:: Records supplied ::
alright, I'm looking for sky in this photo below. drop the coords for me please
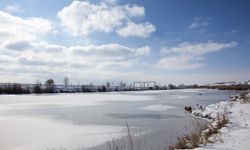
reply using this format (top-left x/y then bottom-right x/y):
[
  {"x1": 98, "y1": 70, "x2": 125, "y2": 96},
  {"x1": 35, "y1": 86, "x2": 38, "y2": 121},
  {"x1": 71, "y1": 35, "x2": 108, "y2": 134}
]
[{"x1": 0, "y1": 0, "x2": 250, "y2": 85}]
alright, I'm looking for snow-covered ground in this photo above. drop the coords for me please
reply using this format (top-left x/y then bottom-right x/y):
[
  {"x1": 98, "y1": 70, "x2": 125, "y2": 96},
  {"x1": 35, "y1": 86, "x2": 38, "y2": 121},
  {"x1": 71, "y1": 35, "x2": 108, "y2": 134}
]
[{"x1": 192, "y1": 93, "x2": 250, "y2": 150}]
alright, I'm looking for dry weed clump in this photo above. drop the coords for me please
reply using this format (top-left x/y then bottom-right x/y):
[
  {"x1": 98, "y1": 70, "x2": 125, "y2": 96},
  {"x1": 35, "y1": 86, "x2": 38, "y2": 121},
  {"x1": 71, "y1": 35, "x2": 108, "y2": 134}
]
[
  {"x1": 168, "y1": 120, "x2": 207, "y2": 149},
  {"x1": 169, "y1": 112, "x2": 229, "y2": 150}
]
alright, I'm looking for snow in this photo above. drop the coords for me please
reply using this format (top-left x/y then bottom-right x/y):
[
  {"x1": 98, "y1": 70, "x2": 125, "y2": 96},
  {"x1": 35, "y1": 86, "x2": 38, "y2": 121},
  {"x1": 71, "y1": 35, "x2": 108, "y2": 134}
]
[
  {"x1": 0, "y1": 116, "x2": 124, "y2": 150},
  {"x1": 122, "y1": 90, "x2": 165, "y2": 94},
  {"x1": 192, "y1": 101, "x2": 229, "y2": 119},
  {"x1": 0, "y1": 93, "x2": 152, "y2": 150},
  {"x1": 179, "y1": 89, "x2": 208, "y2": 93},
  {"x1": 138, "y1": 104, "x2": 176, "y2": 111},
  {"x1": 0, "y1": 93, "x2": 153, "y2": 112},
  {"x1": 193, "y1": 93, "x2": 250, "y2": 150},
  {"x1": 175, "y1": 95, "x2": 191, "y2": 99}
]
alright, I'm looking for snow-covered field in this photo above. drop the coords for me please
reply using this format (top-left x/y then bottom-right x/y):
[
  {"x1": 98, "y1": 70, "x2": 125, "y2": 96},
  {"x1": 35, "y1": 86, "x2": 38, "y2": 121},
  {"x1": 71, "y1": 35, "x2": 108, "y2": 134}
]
[{"x1": 192, "y1": 93, "x2": 250, "y2": 150}]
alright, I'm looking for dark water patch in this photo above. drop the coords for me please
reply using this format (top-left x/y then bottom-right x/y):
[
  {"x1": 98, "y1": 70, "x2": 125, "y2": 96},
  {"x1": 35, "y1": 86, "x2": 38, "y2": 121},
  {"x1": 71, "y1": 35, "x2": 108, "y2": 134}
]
[{"x1": 107, "y1": 113, "x2": 184, "y2": 119}]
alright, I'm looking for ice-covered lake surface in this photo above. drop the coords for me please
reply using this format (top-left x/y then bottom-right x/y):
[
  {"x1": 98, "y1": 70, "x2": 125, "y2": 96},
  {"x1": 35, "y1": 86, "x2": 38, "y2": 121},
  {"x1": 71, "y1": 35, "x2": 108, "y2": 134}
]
[{"x1": 0, "y1": 89, "x2": 242, "y2": 150}]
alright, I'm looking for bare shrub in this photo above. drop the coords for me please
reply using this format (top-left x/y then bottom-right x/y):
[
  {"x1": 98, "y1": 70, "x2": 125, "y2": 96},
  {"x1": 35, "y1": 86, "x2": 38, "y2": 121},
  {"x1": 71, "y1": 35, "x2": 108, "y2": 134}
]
[
  {"x1": 184, "y1": 106, "x2": 192, "y2": 113},
  {"x1": 217, "y1": 114, "x2": 229, "y2": 129},
  {"x1": 239, "y1": 93, "x2": 250, "y2": 104}
]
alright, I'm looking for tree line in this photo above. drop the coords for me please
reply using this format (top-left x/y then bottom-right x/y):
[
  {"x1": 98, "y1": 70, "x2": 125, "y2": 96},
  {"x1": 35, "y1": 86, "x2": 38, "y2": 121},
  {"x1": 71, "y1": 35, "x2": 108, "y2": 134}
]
[
  {"x1": 0, "y1": 77, "x2": 185, "y2": 94},
  {"x1": 0, "y1": 79, "x2": 57, "y2": 94},
  {"x1": 2, "y1": 77, "x2": 247, "y2": 95},
  {"x1": 0, "y1": 77, "x2": 147, "y2": 94}
]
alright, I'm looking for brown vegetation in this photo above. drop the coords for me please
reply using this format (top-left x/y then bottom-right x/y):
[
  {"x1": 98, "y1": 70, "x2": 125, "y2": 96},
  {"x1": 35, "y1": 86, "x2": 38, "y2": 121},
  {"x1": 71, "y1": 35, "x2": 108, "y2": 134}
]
[
  {"x1": 106, "y1": 124, "x2": 145, "y2": 150},
  {"x1": 168, "y1": 120, "x2": 207, "y2": 149},
  {"x1": 201, "y1": 84, "x2": 250, "y2": 90},
  {"x1": 184, "y1": 106, "x2": 192, "y2": 113},
  {"x1": 231, "y1": 92, "x2": 250, "y2": 103},
  {"x1": 169, "y1": 112, "x2": 229, "y2": 150}
]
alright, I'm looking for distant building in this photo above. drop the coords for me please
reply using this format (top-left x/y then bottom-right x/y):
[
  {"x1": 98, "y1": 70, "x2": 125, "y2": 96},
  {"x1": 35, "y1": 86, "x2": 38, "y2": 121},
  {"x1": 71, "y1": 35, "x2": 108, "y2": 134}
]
[
  {"x1": 133, "y1": 81, "x2": 156, "y2": 88},
  {"x1": 210, "y1": 81, "x2": 238, "y2": 86}
]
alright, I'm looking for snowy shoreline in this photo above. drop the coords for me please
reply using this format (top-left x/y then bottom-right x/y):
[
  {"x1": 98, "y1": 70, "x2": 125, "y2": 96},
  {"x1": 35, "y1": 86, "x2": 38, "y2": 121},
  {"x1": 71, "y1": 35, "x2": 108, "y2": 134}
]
[{"x1": 188, "y1": 93, "x2": 250, "y2": 150}]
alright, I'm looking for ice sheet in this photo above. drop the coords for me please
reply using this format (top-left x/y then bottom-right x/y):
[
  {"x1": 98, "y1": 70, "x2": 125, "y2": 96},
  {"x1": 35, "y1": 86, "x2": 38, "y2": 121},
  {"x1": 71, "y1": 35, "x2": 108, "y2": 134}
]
[
  {"x1": 138, "y1": 104, "x2": 176, "y2": 111},
  {"x1": 0, "y1": 116, "x2": 124, "y2": 150}
]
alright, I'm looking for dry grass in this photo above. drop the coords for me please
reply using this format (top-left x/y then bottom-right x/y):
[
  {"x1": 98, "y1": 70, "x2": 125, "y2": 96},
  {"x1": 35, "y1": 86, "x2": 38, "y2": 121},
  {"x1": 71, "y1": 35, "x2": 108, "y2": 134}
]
[
  {"x1": 217, "y1": 114, "x2": 229, "y2": 129},
  {"x1": 202, "y1": 113, "x2": 229, "y2": 144},
  {"x1": 169, "y1": 111, "x2": 229, "y2": 150},
  {"x1": 168, "y1": 119, "x2": 207, "y2": 149},
  {"x1": 106, "y1": 124, "x2": 146, "y2": 150}
]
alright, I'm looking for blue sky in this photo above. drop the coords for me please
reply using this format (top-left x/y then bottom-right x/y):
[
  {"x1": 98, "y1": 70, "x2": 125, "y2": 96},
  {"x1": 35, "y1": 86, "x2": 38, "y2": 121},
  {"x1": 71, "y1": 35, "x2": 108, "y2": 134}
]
[{"x1": 0, "y1": 0, "x2": 250, "y2": 85}]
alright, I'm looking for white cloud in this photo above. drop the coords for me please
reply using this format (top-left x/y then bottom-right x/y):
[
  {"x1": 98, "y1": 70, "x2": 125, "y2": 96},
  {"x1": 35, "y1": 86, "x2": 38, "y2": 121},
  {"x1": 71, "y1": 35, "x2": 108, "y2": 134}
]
[
  {"x1": 18, "y1": 56, "x2": 65, "y2": 67},
  {"x1": 1, "y1": 40, "x2": 65, "y2": 53},
  {"x1": 160, "y1": 47, "x2": 174, "y2": 54},
  {"x1": 70, "y1": 44, "x2": 135, "y2": 59},
  {"x1": 3, "y1": 40, "x2": 32, "y2": 51},
  {"x1": 57, "y1": 1, "x2": 124, "y2": 35},
  {"x1": 31, "y1": 42, "x2": 65, "y2": 53},
  {"x1": 136, "y1": 46, "x2": 151, "y2": 56},
  {"x1": 0, "y1": 38, "x2": 151, "y2": 84},
  {"x1": 158, "y1": 41, "x2": 237, "y2": 70},
  {"x1": 0, "y1": 11, "x2": 53, "y2": 42},
  {"x1": 0, "y1": 8, "x2": 149, "y2": 82},
  {"x1": 102, "y1": 0, "x2": 117, "y2": 5},
  {"x1": 116, "y1": 22, "x2": 155, "y2": 38},
  {"x1": 162, "y1": 41, "x2": 238, "y2": 56},
  {"x1": 189, "y1": 17, "x2": 210, "y2": 29},
  {"x1": 57, "y1": 1, "x2": 154, "y2": 37},
  {"x1": 0, "y1": 39, "x2": 247, "y2": 85},
  {"x1": 123, "y1": 4, "x2": 145, "y2": 17},
  {"x1": 4, "y1": 4, "x2": 23, "y2": 14},
  {"x1": 157, "y1": 55, "x2": 204, "y2": 70},
  {"x1": 0, "y1": 55, "x2": 15, "y2": 63},
  {"x1": 1, "y1": 2, "x2": 245, "y2": 85},
  {"x1": 95, "y1": 59, "x2": 136, "y2": 69}
]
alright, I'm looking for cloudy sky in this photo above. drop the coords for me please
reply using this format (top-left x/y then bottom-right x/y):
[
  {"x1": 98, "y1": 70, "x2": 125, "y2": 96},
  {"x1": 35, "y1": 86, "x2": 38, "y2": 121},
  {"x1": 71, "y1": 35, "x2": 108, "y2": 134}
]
[{"x1": 0, "y1": 0, "x2": 250, "y2": 85}]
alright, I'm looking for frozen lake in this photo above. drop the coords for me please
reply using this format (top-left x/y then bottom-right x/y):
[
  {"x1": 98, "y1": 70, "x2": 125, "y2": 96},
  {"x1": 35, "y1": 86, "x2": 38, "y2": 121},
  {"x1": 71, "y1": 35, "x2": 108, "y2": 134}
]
[{"x1": 0, "y1": 89, "x2": 241, "y2": 150}]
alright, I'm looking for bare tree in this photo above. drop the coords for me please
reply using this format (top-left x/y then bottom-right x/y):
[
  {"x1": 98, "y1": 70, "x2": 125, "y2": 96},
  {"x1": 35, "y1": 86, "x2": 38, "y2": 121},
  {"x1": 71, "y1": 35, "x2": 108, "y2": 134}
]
[
  {"x1": 64, "y1": 76, "x2": 69, "y2": 87},
  {"x1": 33, "y1": 81, "x2": 43, "y2": 94},
  {"x1": 106, "y1": 81, "x2": 110, "y2": 87}
]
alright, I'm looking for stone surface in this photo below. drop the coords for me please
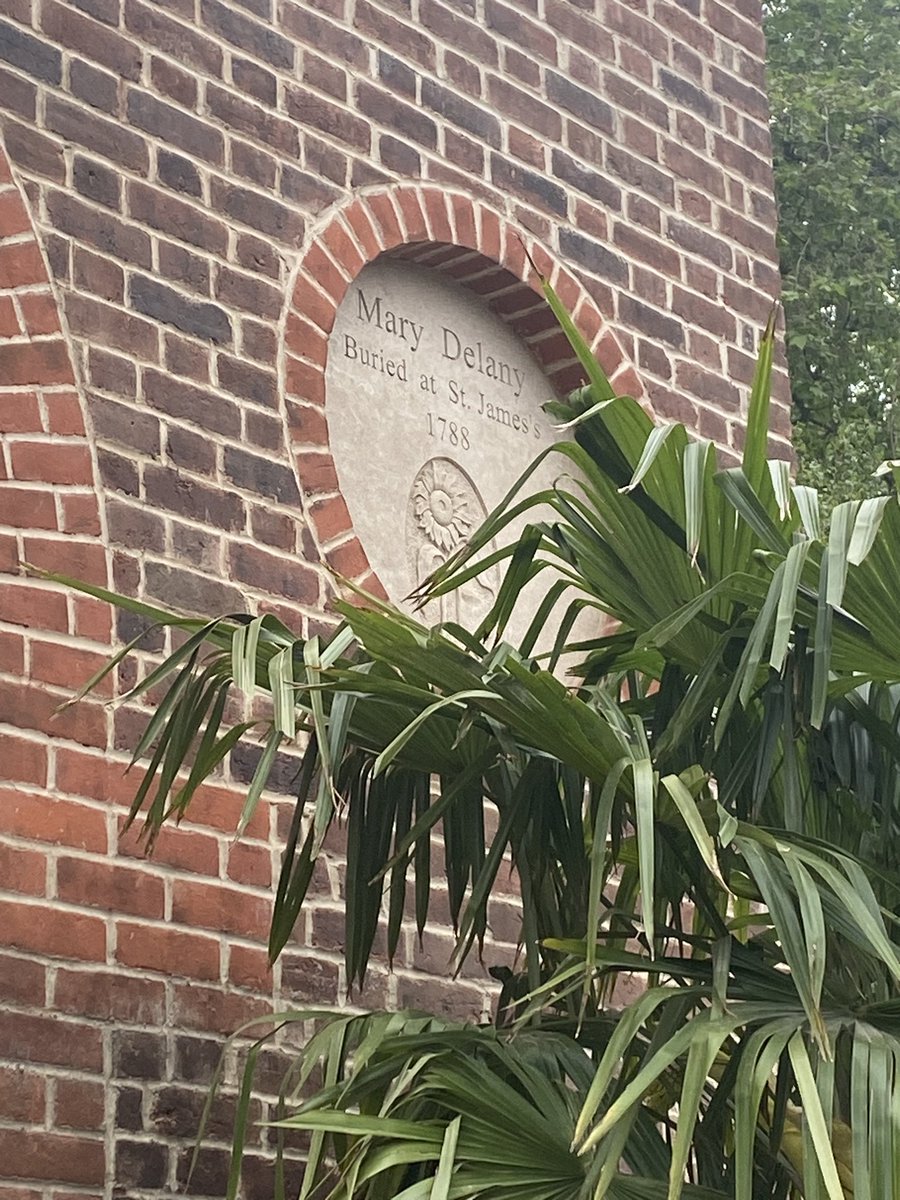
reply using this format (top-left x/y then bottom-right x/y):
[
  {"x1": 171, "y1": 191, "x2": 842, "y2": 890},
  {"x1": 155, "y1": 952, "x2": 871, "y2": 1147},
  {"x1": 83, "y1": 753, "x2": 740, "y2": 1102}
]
[{"x1": 326, "y1": 259, "x2": 565, "y2": 634}]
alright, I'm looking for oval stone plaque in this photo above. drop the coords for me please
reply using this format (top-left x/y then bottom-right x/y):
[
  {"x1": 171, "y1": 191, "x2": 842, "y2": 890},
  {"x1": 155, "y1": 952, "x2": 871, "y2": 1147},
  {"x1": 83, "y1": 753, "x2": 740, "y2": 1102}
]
[{"x1": 325, "y1": 258, "x2": 567, "y2": 639}]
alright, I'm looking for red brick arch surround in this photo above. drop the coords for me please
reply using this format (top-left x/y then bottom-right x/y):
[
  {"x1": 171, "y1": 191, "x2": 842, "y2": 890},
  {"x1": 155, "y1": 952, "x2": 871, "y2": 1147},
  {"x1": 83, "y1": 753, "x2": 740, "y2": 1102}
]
[{"x1": 282, "y1": 185, "x2": 647, "y2": 599}]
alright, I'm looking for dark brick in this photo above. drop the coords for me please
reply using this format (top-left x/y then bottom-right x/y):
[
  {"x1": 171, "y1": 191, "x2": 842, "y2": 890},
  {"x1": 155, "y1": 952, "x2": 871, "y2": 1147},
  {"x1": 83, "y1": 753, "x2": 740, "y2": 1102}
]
[
  {"x1": 0, "y1": 18, "x2": 62, "y2": 84},
  {"x1": 485, "y1": 0, "x2": 556, "y2": 60},
  {"x1": 201, "y1": 0, "x2": 294, "y2": 68},
  {"x1": 231, "y1": 541, "x2": 316, "y2": 603},
  {"x1": 145, "y1": 465, "x2": 245, "y2": 530},
  {"x1": 116, "y1": 1140, "x2": 168, "y2": 1190},
  {"x1": 214, "y1": 358, "x2": 276, "y2": 411},
  {"x1": 144, "y1": 561, "x2": 246, "y2": 615},
  {"x1": 106, "y1": 497, "x2": 166, "y2": 551},
  {"x1": 286, "y1": 85, "x2": 371, "y2": 150},
  {"x1": 98, "y1": 448, "x2": 139, "y2": 496},
  {"x1": 115, "y1": 1087, "x2": 143, "y2": 1133},
  {"x1": 224, "y1": 447, "x2": 299, "y2": 503},
  {"x1": 558, "y1": 229, "x2": 627, "y2": 284},
  {"x1": 214, "y1": 265, "x2": 281, "y2": 319},
  {"x1": 420, "y1": 0, "x2": 497, "y2": 64},
  {"x1": 143, "y1": 369, "x2": 241, "y2": 437},
  {"x1": 380, "y1": 134, "x2": 420, "y2": 175},
  {"x1": 232, "y1": 55, "x2": 277, "y2": 104},
  {"x1": 73, "y1": 156, "x2": 120, "y2": 210},
  {"x1": 710, "y1": 65, "x2": 767, "y2": 118},
  {"x1": 231, "y1": 140, "x2": 278, "y2": 189},
  {"x1": 127, "y1": 89, "x2": 224, "y2": 165},
  {"x1": 281, "y1": 954, "x2": 340, "y2": 1003},
  {"x1": 69, "y1": 59, "x2": 118, "y2": 113},
  {"x1": 125, "y1": 0, "x2": 223, "y2": 74},
  {"x1": 618, "y1": 295, "x2": 684, "y2": 349},
  {"x1": 158, "y1": 241, "x2": 211, "y2": 295},
  {"x1": 305, "y1": 136, "x2": 349, "y2": 186},
  {"x1": 281, "y1": 2, "x2": 369, "y2": 68},
  {"x1": 2, "y1": 118, "x2": 64, "y2": 182},
  {"x1": 176, "y1": 1146, "x2": 229, "y2": 1196},
  {"x1": 250, "y1": 507, "x2": 296, "y2": 550},
  {"x1": 551, "y1": 149, "x2": 621, "y2": 209},
  {"x1": 420, "y1": 78, "x2": 500, "y2": 146},
  {"x1": 210, "y1": 180, "x2": 306, "y2": 244},
  {"x1": 42, "y1": 0, "x2": 142, "y2": 79},
  {"x1": 112, "y1": 1030, "x2": 166, "y2": 1080},
  {"x1": 150, "y1": 55, "x2": 197, "y2": 106},
  {"x1": 88, "y1": 394, "x2": 160, "y2": 454},
  {"x1": 46, "y1": 95, "x2": 148, "y2": 173},
  {"x1": 377, "y1": 49, "x2": 416, "y2": 97},
  {"x1": 47, "y1": 191, "x2": 152, "y2": 268},
  {"x1": 356, "y1": 82, "x2": 436, "y2": 149},
  {"x1": 70, "y1": 0, "x2": 120, "y2": 24},
  {"x1": 208, "y1": 85, "x2": 298, "y2": 154},
  {"x1": 166, "y1": 424, "x2": 216, "y2": 475},
  {"x1": 607, "y1": 145, "x2": 675, "y2": 205},
  {"x1": 158, "y1": 149, "x2": 202, "y2": 198},
  {"x1": 491, "y1": 154, "x2": 567, "y2": 216},
  {"x1": 0, "y1": 63, "x2": 35, "y2": 118},
  {"x1": 131, "y1": 275, "x2": 231, "y2": 343},
  {"x1": 547, "y1": 71, "x2": 613, "y2": 133},
  {"x1": 604, "y1": 70, "x2": 670, "y2": 129},
  {"x1": 303, "y1": 50, "x2": 347, "y2": 99},
  {"x1": 235, "y1": 234, "x2": 282, "y2": 281},
  {"x1": 668, "y1": 217, "x2": 732, "y2": 269},
  {"x1": 659, "y1": 68, "x2": 720, "y2": 122},
  {"x1": 174, "y1": 1036, "x2": 221, "y2": 1085},
  {"x1": 488, "y1": 77, "x2": 562, "y2": 139},
  {"x1": 356, "y1": 0, "x2": 435, "y2": 68},
  {"x1": 89, "y1": 347, "x2": 137, "y2": 396}
]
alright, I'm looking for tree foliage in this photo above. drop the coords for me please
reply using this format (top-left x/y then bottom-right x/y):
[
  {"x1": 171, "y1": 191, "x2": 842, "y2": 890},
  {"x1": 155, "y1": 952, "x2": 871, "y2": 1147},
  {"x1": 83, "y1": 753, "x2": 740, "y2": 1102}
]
[
  {"x1": 766, "y1": 0, "x2": 900, "y2": 506},
  {"x1": 51, "y1": 295, "x2": 900, "y2": 1197}
]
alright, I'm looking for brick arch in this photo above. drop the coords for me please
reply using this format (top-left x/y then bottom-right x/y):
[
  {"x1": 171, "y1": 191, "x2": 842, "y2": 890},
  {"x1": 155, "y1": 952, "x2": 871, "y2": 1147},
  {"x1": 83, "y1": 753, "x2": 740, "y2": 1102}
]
[{"x1": 282, "y1": 184, "x2": 646, "y2": 596}]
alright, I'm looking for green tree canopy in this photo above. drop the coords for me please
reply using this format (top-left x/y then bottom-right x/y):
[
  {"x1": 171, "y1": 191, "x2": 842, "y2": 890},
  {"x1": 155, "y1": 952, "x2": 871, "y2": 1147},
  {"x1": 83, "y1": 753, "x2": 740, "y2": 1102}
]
[{"x1": 766, "y1": 0, "x2": 900, "y2": 506}]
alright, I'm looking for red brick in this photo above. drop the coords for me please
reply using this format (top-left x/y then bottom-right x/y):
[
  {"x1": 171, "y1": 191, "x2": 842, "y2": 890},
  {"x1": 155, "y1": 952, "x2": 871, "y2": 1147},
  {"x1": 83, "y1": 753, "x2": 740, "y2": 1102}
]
[
  {"x1": 226, "y1": 840, "x2": 271, "y2": 888},
  {"x1": 0, "y1": 486, "x2": 58, "y2": 531},
  {"x1": 54, "y1": 968, "x2": 166, "y2": 1024},
  {"x1": 0, "y1": 788, "x2": 107, "y2": 852},
  {"x1": 171, "y1": 878, "x2": 270, "y2": 941},
  {"x1": 171, "y1": 982, "x2": 272, "y2": 1035},
  {"x1": 117, "y1": 821, "x2": 220, "y2": 877},
  {"x1": 57, "y1": 856, "x2": 165, "y2": 919},
  {"x1": 0, "y1": 392, "x2": 41, "y2": 432},
  {"x1": 116, "y1": 922, "x2": 220, "y2": 981},
  {"x1": 0, "y1": 1011, "x2": 103, "y2": 1071},
  {"x1": 0, "y1": 842, "x2": 46, "y2": 896},
  {"x1": 0, "y1": 629, "x2": 25, "y2": 674},
  {"x1": 43, "y1": 391, "x2": 86, "y2": 435},
  {"x1": 30, "y1": 641, "x2": 113, "y2": 697},
  {"x1": 61, "y1": 493, "x2": 102, "y2": 536},
  {"x1": 0, "y1": 1065, "x2": 45, "y2": 1124},
  {"x1": 1, "y1": 732, "x2": 48, "y2": 786},
  {"x1": 309, "y1": 494, "x2": 352, "y2": 543},
  {"x1": 10, "y1": 442, "x2": 91, "y2": 485},
  {"x1": 0, "y1": 1130, "x2": 103, "y2": 1186},
  {"x1": 228, "y1": 943, "x2": 271, "y2": 992},
  {"x1": 54, "y1": 1078, "x2": 105, "y2": 1131},
  {"x1": 0, "y1": 898, "x2": 106, "y2": 962},
  {"x1": 0, "y1": 240, "x2": 45, "y2": 287},
  {"x1": 0, "y1": 950, "x2": 44, "y2": 1007},
  {"x1": 0, "y1": 340, "x2": 73, "y2": 387},
  {"x1": 18, "y1": 291, "x2": 61, "y2": 336}
]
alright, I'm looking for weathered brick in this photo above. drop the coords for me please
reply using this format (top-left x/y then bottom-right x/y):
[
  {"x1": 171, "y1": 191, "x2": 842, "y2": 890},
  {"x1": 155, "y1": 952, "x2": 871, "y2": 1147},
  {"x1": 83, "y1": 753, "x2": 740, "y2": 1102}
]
[
  {"x1": 0, "y1": 18, "x2": 62, "y2": 84},
  {"x1": 42, "y1": 0, "x2": 142, "y2": 79},
  {"x1": 422, "y1": 78, "x2": 501, "y2": 146},
  {"x1": 157, "y1": 148, "x2": 202, "y2": 197},
  {"x1": 130, "y1": 275, "x2": 231, "y2": 343},
  {"x1": 45, "y1": 95, "x2": 148, "y2": 173},
  {"x1": 546, "y1": 71, "x2": 614, "y2": 133},
  {"x1": 559, "y1": 228, "x2": 627, "y2": 284},
  {"x1": 201, "y1": 0, "x2": 294, "y2": 68}
]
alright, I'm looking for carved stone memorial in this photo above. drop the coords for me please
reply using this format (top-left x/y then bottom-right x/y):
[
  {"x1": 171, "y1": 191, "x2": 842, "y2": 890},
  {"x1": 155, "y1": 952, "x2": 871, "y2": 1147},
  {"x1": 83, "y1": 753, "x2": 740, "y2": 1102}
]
[{"x1": 325, "y1": 258, "x2": 569, "y2": 640}]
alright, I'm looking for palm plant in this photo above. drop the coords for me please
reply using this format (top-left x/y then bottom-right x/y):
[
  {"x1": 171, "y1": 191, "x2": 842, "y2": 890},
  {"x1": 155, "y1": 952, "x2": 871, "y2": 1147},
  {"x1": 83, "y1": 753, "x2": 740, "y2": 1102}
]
[{"x1": 51, "y1": 288, "x2": 900, "y2": 1198}]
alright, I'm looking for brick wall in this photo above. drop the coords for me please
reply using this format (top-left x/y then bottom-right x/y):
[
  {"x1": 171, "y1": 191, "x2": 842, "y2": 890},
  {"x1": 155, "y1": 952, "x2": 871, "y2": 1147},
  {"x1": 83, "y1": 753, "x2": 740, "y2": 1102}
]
[{"x1": 0, "y1": 0, "x2": 786, "y2": 1196}]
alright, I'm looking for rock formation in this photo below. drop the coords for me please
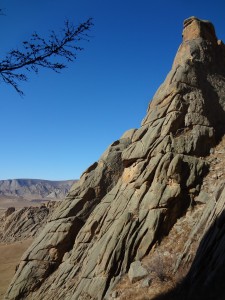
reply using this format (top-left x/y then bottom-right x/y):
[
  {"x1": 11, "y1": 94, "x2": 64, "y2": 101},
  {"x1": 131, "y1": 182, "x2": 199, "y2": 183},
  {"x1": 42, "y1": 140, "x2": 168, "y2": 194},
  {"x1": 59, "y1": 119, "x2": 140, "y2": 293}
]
[
  {"x1": 5, "y1": 17, "x2": 225, "y2": 300},
  {"x1": 0, "y1": 202, "x2": 59, "y2": 243}
]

:: Exercise directions ::
Nothing but a number belongs in the answer: the tally of lines in the data holding "bare".

:: Solution ::
2